## 課題 A
瀬戸内海の学習報告文のうち、「また、瀬戸内海を豊かにするた」から「ついて意識付けができました。」までを、両端の語句も含めて一字一句そのまま書き写してください。
## 課題 B
瀬戸内海の環境学習を伝える報告文について、最後の一文の次から続きを書き足して仕上げてください。

┌─ 提示文

続いては、瀬戸内海の環境変化と生活が海に与える影響を学びました。講師は瀬戸内海の海水やプランクトンを研究している香川大学農学部 多田邦尚教授です。海洋の生態ピラミッドの図解を中心に、瀬戸内海で魚の漁獲量が減った背景として、度々赤潮が発生していた瀬戸内海も、生活排水の処理などによって海がきれいになって肥料成分が減り、食物連鎖を支える植物プランクトンが減ったことが一つの理由と説明がありました。ただ、海はそんなに単純ではなく、藻場や干潟の減少、海水温の上昇、魚の獲りすぎなどの影響も考えられ、これからも研究が必要と教えてもらいました。豊かな海を取り戻すのはそんなに簡単なことではないと知り「自分が研究者になって解明する!」「どうすればいいか日々考えて生活したい」など子どもたちは積極的に発言しました。
また、瀬戸内海を豊かにするために必要な藻場についても学びました。講師は藻場の人口造成に取り組む香川大学創造工学部 末永慶寛教授です。生き物の住処であり海洋生物にとって一番大切な藻場は、海底の砂の取りすぎなどの影響で激減しています。藻場の減少と同じような推移で漁獲高も減少しているため、豊かな海を取り戻すには藻場の再生が重要であることを教えてもらいました。教授が研究開発している人口構造物に海藻が生い茂り稚魚が泳いだりアオリイカが卵を産み付けたりしている動画を見て「すごい!」「藻場の大切さを実感した」と驚いていました。
午後からは海中で藻場や生き物観察です。水着に着替えてライフジャケットを身につけてアマモが生えている海中へ向かいます。海中では生き物の卵や貝が付着しているアマモを観察したり、網ですくって生き物を探して観察したりしました。午前中に学んだことを実際に見られたことで子どもたちに海の環境改善・藻場の大切さについて意識付けができました。
2日目 ミッション② 海の資源を守る取り組みを調査せよ!

└─
┌─ 提示資料

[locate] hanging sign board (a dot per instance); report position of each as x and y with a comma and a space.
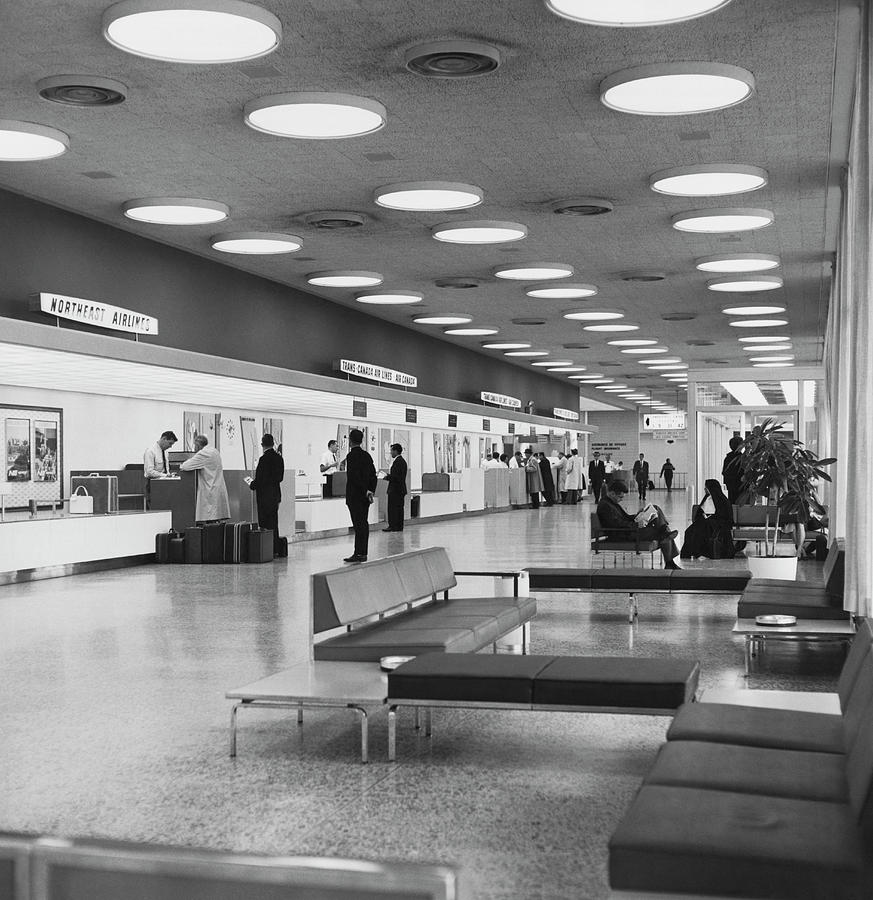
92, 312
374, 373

└─
┌─ 提示資料

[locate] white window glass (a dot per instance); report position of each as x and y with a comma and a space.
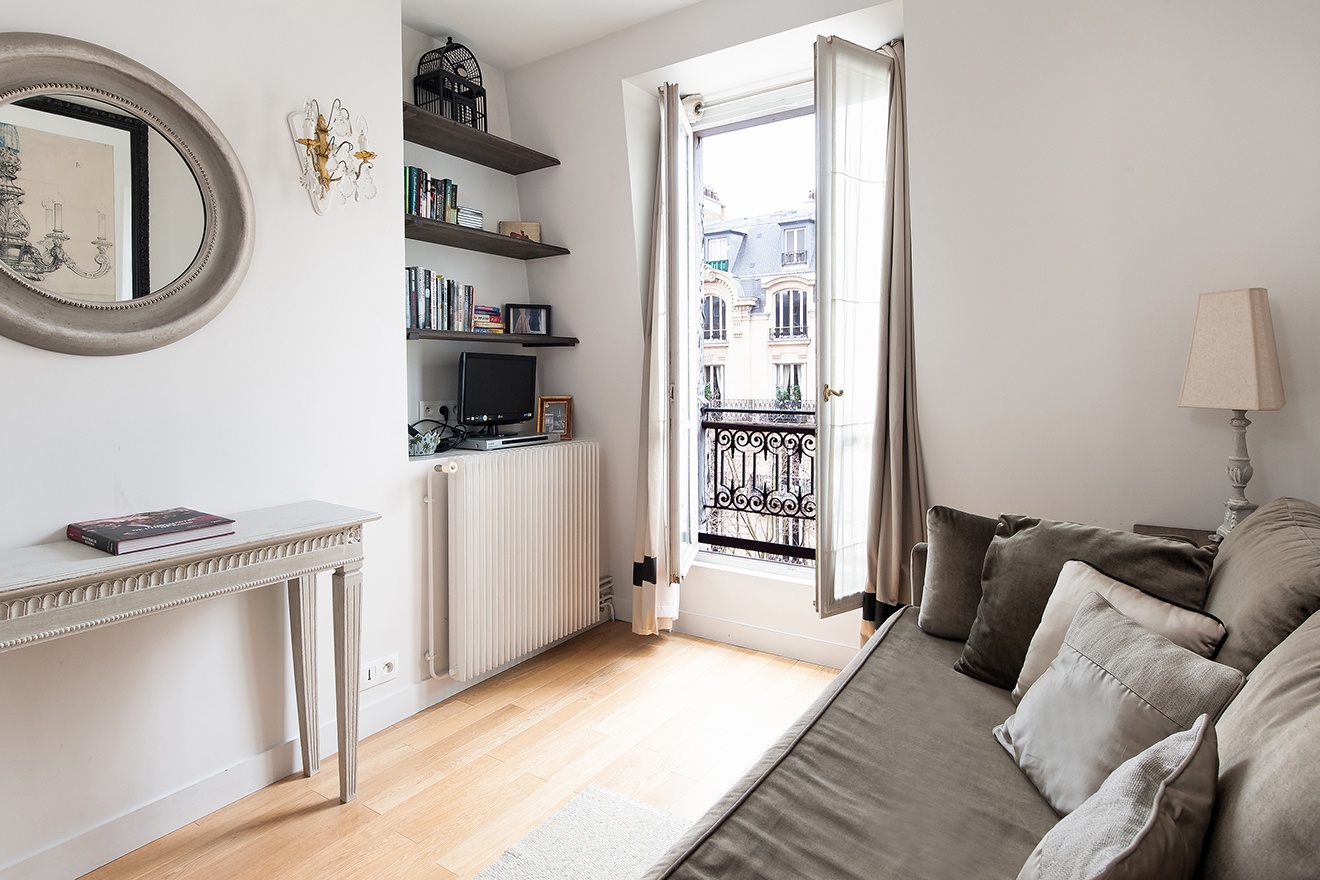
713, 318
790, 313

└─
┌─ 提示資料

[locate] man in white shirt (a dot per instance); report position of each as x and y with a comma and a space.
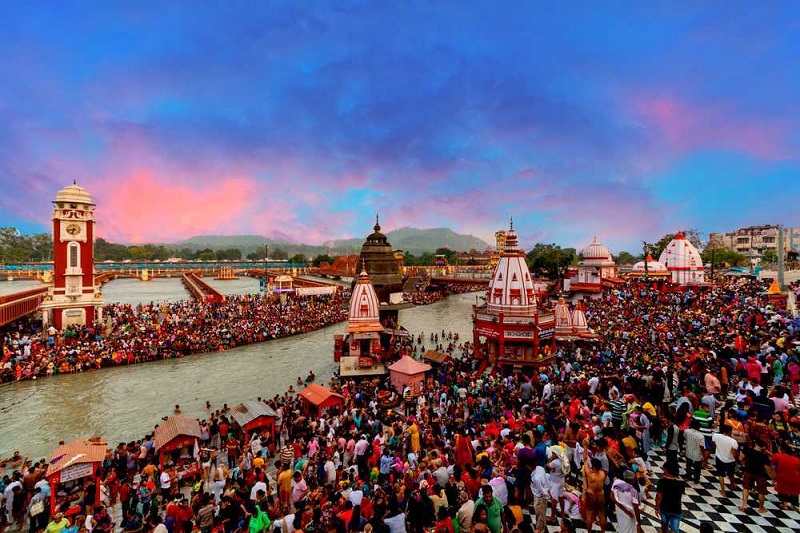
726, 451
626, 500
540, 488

└─

## 最終結果 A
また、瀬戸内海を豊かにするために必要な藻場についても学びました。講師は藻場の人口造成に取り組む香川大学創造工学部 末永慶寛教授です。生き物の住処であり海洋生物にとって一番大切な藻場は、海底の砂の取りすぎなどの影響で激減しています。藻場の減少と同じような推移で漁獲高も減少しているため、豊かな海を取り戻すには藻場の再生が重要であることを教えてもらいました。教授が研究開発している人口構造物に海藻が生い茂り稚魚が泳いだりアオリイカが卵を産み付けたりしている動画を見て「すごい!」「藻場の大切さを実感した」と驚いていました。
午後からは海中で藻場や生き物観察です。水着に着替えてライフジャケットを身につけてアマモが生えている海中へ向かいます。海中では生き物の卵や貝が付着しているアマモを観察したり、網ですくって生き物を探して観察したりしました。午前中に学んだことを実際に見られたことで子どもたちに海の環境改善・藻場の大切さについて意識付けができました。

## 最終結果 B
2日目は減っている魚を守り、美味しく魚を食べるための取り組みについてです。
まずは本島の若手漁師が実践している海の資源を守る取り組みを学びました。講師は本島で漁師と水産業を営む大石一仁さんです。大石さんが実践している「海を休ませる養殖業」、「海を休ませるレストラン」、「海を休ませる鮮魚店」について教えてもらいました。乱獲で減ってしまったかもしれない天然魚を獲りすぎないために養殖を始めたという話を受けて、子どもたちは「魚の獲りすぎで魚が減ってしまっているのは悲しい」「漁師さんもこのような活動をしているのは驚いた」などの意見が出ました。海を休ませるレストランでは未利用魚を活用していて、初めて聞く未利用魚という言葉に子どもたちは興味津々でした。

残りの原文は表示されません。